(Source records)
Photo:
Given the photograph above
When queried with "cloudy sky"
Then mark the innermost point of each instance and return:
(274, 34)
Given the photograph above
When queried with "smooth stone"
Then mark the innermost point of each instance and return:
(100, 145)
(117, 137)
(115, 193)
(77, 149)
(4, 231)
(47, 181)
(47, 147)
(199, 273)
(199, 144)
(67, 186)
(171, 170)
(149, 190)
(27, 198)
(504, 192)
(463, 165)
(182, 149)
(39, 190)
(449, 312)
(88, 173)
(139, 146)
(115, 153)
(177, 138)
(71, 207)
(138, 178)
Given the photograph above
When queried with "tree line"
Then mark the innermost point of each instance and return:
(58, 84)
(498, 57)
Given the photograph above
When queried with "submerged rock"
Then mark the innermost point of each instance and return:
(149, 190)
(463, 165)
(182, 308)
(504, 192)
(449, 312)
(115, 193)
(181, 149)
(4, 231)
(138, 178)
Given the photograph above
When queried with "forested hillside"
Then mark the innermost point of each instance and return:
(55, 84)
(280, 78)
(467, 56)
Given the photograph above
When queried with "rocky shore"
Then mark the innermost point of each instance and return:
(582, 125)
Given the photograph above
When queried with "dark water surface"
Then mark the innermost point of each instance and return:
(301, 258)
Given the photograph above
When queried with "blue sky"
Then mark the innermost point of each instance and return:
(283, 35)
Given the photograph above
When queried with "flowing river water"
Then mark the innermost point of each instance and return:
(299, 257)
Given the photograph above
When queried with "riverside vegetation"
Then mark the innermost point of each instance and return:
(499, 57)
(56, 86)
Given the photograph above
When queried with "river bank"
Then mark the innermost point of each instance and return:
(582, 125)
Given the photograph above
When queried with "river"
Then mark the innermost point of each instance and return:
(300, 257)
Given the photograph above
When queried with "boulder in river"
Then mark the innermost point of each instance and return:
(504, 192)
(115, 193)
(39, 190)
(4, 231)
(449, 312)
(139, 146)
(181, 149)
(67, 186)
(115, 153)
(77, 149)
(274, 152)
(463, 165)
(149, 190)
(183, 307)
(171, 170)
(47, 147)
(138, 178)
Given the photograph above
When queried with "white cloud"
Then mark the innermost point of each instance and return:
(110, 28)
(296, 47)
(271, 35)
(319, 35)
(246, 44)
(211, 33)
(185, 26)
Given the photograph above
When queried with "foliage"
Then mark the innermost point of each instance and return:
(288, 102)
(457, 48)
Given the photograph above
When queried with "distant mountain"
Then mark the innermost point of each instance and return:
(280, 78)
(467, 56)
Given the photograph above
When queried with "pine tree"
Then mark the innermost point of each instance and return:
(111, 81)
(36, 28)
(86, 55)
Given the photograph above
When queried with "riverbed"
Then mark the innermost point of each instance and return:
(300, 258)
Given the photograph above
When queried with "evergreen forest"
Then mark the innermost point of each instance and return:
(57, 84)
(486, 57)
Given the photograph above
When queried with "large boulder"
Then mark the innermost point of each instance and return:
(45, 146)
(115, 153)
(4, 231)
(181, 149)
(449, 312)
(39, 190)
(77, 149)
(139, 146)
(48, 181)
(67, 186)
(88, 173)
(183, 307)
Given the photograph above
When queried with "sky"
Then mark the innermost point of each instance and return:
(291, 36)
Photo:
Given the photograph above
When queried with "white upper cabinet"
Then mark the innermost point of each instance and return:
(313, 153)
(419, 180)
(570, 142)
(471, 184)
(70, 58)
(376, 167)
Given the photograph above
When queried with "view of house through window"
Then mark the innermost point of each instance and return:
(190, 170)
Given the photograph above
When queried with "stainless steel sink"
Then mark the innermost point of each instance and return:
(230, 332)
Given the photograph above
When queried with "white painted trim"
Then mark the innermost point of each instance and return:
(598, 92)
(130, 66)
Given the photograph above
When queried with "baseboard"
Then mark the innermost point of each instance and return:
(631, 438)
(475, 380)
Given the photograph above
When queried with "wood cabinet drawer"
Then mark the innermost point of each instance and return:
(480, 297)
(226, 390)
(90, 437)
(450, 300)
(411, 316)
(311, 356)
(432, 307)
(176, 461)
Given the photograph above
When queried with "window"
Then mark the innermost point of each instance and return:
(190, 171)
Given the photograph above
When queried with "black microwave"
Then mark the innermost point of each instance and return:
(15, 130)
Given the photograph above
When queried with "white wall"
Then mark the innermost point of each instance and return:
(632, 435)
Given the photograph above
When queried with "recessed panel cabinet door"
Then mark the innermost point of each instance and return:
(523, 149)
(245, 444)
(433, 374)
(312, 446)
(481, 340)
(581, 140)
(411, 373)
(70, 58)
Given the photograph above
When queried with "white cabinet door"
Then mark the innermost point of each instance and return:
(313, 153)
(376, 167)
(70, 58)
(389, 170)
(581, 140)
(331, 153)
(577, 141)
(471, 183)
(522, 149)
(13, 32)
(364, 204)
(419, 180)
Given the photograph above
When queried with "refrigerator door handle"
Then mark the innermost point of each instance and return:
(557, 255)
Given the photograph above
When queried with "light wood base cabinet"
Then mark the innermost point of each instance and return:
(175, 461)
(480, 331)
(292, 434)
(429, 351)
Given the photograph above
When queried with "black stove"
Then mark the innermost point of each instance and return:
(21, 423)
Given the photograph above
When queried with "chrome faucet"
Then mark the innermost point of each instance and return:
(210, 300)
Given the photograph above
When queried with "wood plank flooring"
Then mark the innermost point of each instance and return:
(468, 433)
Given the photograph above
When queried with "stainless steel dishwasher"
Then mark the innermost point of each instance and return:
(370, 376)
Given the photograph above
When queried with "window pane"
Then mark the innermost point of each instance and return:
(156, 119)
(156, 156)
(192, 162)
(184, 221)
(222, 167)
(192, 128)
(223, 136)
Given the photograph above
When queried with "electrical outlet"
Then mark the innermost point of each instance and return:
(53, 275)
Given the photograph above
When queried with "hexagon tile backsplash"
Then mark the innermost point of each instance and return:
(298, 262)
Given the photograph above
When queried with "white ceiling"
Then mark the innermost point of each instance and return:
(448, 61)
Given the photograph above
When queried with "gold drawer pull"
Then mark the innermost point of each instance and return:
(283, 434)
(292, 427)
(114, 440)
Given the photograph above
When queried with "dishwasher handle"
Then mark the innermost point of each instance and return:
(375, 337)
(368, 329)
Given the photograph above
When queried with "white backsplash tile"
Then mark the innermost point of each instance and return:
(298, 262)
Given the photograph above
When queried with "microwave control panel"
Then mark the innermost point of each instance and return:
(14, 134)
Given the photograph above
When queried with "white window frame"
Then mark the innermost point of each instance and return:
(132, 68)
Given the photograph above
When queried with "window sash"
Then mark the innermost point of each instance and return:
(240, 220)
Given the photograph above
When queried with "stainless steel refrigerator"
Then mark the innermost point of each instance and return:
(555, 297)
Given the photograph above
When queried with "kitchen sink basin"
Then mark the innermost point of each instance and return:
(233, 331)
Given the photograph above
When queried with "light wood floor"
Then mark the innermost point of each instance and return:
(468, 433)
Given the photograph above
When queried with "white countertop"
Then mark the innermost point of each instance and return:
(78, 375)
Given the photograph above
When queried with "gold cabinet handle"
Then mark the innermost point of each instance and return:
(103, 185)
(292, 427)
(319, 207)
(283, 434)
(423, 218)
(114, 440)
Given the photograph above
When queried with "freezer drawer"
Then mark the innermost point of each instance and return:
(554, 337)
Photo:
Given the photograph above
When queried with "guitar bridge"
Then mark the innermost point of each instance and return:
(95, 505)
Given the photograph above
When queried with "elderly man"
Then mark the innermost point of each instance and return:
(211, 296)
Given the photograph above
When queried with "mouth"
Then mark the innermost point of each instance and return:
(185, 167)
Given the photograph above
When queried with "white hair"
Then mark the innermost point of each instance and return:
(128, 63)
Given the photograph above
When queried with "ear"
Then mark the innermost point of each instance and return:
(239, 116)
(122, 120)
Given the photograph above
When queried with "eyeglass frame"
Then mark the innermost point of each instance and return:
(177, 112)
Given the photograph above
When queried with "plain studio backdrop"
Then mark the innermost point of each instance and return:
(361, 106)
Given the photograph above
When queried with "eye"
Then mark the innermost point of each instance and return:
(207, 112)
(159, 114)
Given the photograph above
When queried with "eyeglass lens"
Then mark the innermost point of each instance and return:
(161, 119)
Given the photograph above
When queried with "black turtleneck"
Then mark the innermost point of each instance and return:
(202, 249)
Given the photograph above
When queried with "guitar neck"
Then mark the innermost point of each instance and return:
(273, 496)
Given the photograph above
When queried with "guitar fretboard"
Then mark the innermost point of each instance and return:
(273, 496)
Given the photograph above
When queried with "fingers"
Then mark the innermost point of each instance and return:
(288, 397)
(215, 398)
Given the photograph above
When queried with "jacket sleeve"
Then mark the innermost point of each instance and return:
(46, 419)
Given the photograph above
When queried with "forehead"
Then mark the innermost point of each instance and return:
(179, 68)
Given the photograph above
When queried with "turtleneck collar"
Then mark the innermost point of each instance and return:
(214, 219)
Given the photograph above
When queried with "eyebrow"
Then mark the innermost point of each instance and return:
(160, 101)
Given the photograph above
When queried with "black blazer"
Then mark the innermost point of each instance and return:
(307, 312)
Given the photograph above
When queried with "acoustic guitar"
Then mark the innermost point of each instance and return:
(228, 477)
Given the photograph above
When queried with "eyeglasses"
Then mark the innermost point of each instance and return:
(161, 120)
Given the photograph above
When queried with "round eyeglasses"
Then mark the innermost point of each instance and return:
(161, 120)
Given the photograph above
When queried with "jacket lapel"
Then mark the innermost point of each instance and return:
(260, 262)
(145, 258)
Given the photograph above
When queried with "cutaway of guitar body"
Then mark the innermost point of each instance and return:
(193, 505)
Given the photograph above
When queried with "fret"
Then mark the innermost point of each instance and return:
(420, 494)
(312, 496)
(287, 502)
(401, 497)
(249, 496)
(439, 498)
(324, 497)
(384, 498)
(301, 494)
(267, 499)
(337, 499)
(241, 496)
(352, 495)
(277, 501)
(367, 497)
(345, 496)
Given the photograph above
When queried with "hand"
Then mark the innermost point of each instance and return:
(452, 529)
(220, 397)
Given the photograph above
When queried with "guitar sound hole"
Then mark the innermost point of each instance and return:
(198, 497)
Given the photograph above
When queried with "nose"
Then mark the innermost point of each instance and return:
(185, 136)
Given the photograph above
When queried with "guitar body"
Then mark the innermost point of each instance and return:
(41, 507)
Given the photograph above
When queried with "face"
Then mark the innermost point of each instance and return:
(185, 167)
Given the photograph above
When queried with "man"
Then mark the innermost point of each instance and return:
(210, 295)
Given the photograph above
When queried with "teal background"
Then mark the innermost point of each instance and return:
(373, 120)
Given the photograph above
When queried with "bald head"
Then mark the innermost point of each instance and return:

---

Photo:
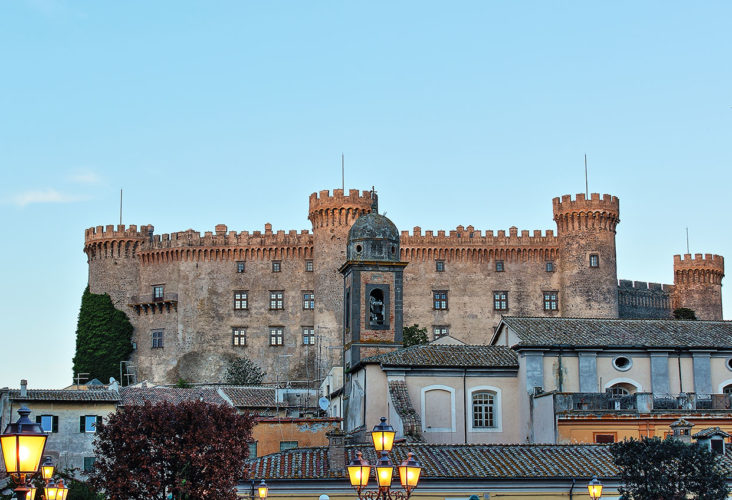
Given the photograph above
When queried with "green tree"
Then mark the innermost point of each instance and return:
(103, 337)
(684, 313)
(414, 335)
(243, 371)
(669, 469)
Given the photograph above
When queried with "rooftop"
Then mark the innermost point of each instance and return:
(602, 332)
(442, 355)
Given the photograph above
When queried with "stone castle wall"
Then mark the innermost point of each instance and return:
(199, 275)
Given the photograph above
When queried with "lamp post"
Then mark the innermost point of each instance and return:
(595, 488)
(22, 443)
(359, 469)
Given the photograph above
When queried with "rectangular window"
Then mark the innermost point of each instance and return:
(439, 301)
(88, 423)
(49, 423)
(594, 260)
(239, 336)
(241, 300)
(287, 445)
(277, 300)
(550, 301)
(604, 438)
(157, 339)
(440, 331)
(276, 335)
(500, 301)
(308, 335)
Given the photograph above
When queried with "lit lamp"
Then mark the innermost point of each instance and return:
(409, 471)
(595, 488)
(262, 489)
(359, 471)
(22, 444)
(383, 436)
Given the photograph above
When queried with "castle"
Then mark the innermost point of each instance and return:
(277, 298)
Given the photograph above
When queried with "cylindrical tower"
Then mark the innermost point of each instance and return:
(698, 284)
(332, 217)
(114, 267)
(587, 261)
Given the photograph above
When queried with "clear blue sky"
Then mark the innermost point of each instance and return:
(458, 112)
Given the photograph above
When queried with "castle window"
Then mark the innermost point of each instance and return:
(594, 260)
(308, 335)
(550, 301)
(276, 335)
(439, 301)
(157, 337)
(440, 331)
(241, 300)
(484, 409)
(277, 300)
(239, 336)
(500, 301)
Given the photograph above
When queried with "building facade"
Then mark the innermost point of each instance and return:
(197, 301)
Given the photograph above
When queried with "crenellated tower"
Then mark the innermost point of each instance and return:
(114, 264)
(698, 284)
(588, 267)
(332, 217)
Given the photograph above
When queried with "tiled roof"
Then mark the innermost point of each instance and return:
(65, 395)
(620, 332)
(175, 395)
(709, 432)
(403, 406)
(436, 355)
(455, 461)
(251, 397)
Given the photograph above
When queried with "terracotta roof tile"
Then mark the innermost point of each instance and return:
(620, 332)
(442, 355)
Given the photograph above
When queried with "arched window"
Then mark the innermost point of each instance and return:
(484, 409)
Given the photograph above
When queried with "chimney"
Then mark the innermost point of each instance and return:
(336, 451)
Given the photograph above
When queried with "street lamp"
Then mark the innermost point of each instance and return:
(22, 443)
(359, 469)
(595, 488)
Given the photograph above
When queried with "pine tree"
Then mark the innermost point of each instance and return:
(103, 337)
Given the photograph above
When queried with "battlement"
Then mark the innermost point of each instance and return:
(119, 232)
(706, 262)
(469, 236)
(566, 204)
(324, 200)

==

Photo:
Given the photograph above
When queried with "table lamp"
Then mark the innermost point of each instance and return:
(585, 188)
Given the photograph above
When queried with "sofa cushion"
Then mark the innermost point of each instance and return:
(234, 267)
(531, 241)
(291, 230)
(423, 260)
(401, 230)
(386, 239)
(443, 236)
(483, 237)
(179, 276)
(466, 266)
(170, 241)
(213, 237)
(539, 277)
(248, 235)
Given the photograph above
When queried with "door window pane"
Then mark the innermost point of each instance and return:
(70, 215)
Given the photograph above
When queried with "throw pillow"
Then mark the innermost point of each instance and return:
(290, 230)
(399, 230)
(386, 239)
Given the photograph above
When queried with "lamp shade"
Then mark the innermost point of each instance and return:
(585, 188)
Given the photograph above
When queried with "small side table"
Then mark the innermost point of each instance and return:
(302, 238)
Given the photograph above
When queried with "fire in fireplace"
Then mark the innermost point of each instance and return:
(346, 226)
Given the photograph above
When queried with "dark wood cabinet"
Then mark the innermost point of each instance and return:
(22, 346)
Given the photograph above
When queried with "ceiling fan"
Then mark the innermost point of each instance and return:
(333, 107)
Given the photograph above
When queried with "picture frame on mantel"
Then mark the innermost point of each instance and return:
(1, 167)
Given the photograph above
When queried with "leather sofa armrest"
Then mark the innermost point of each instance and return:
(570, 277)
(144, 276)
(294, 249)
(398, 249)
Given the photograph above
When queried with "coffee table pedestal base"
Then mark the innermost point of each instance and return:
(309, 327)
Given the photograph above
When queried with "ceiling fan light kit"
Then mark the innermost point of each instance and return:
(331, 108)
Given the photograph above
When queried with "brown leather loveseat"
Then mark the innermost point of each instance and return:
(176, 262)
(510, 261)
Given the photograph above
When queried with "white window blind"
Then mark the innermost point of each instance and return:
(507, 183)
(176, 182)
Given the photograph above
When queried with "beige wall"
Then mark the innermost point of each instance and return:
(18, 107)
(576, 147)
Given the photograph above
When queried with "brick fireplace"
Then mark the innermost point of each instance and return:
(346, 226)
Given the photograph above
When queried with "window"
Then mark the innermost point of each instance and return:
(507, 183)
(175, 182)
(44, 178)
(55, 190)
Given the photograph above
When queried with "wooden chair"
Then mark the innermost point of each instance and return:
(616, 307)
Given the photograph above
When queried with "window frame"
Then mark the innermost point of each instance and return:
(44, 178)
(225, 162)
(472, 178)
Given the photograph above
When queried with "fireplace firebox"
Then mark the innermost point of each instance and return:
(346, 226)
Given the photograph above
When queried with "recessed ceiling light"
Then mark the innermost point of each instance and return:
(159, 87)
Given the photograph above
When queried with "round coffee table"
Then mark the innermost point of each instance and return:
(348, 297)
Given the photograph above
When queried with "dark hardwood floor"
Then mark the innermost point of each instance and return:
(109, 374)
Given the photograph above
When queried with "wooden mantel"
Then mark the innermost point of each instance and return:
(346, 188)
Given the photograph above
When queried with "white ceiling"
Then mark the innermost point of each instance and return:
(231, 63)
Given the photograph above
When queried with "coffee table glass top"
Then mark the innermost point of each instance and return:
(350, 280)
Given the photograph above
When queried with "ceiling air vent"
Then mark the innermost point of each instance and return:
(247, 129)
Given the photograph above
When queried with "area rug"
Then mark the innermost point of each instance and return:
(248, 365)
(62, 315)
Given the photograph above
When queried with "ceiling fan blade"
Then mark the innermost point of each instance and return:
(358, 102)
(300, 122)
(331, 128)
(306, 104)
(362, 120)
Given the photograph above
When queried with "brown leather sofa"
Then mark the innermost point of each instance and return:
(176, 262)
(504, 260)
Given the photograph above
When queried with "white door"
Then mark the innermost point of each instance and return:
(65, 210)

--- WORK REQUIRED ---
Check every line above for the word "blue" and copy those that have it.

--- RESPONSE BOX ---
When queried with "blue sky"
When queried with "clear blue sky"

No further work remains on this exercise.